• _REQUIREMENT_: Please set down only the lines between the line containing "If you could mark the packed" and the end of the records, inclusive, exactly as they stand.

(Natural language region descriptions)
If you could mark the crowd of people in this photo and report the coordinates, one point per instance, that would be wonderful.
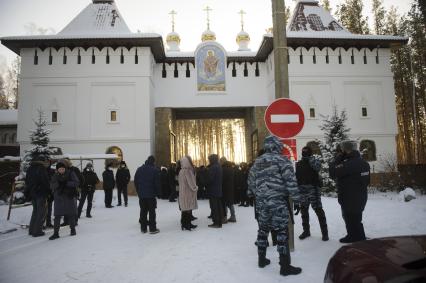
(268, 183)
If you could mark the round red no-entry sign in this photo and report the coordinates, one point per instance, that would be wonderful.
(284, 118)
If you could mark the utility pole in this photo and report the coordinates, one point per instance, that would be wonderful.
(416, 145)
(280, 49)
(281, 75)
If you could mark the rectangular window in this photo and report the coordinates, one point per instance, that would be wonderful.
(312, 113)
(54, 117)
(113, 116)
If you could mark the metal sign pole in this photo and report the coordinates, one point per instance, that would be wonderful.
(281, 73)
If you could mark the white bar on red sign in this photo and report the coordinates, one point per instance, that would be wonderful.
(285, 118)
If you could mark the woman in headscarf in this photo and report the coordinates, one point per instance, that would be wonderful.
(64, 185)
(187, 192)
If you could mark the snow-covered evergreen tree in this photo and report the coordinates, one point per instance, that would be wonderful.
(335, 131)
(40, 141)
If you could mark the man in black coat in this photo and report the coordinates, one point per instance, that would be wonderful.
(243, 183)
(147, 183)
(122, 178)
(214, 190)
(50, 173)
(228, 189)
(173, 182)
(352, 175)
(108, 185)
(79, 175)
(165, 184)
(308, 180)
(38, 186)
(88, 189)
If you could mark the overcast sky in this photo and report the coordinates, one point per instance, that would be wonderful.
(153, 16)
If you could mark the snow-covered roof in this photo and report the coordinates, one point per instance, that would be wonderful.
(82, 36)
(100, 17)
(190, 54)
(69, 156)
(9, 117)
(338, 35)
(310, 16)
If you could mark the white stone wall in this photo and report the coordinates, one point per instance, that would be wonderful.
(182, 92)
(84, 94)
(350, 87)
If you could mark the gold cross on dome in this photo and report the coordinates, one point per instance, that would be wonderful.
(208, 10)
(242, 13)
(173, 13)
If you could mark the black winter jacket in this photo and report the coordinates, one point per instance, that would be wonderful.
(90, 180)
(147, 181)
(228, 183)
(108, 178)
(305, 174)
(37, 181)
(352, 175)
(122, 177)
(214, 182)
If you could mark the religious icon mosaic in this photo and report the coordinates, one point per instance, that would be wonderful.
(211, 63)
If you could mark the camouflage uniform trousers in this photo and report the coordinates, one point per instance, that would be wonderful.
(311, 195)
(272, 216)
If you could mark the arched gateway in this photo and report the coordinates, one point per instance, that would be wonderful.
(108, 86)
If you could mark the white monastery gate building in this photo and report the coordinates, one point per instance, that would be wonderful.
(106, 88)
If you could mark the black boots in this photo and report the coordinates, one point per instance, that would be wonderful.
(263, 261)
(321, 219)
(323, 223)
(286, 268)
(186, 221)
(305, 223)
(54, 236)
(305, 234)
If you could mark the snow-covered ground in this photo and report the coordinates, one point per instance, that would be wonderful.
(110, 247)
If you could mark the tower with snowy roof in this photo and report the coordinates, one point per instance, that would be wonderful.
(107, 89)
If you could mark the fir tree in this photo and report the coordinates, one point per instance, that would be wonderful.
(350, 15)
(40, 143)
(335, 131)
(326, 5)
(379, 16)
(4, 104)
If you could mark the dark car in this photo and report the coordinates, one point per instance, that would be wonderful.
(391, 260)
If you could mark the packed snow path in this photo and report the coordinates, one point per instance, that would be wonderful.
(110, 247)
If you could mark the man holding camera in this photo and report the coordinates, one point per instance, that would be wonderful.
(307, 174)
(352, 175)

• _ANSWER BOX_:
If you could mark the packed snow path in this photo and report the coordinates, one point per instance, that would be wonderful.
(110, 247)
If you could mark the man holding camera in this photo and report the coordinates, one point per instance, that would be wonderful.
(307, 174)
(352, 175)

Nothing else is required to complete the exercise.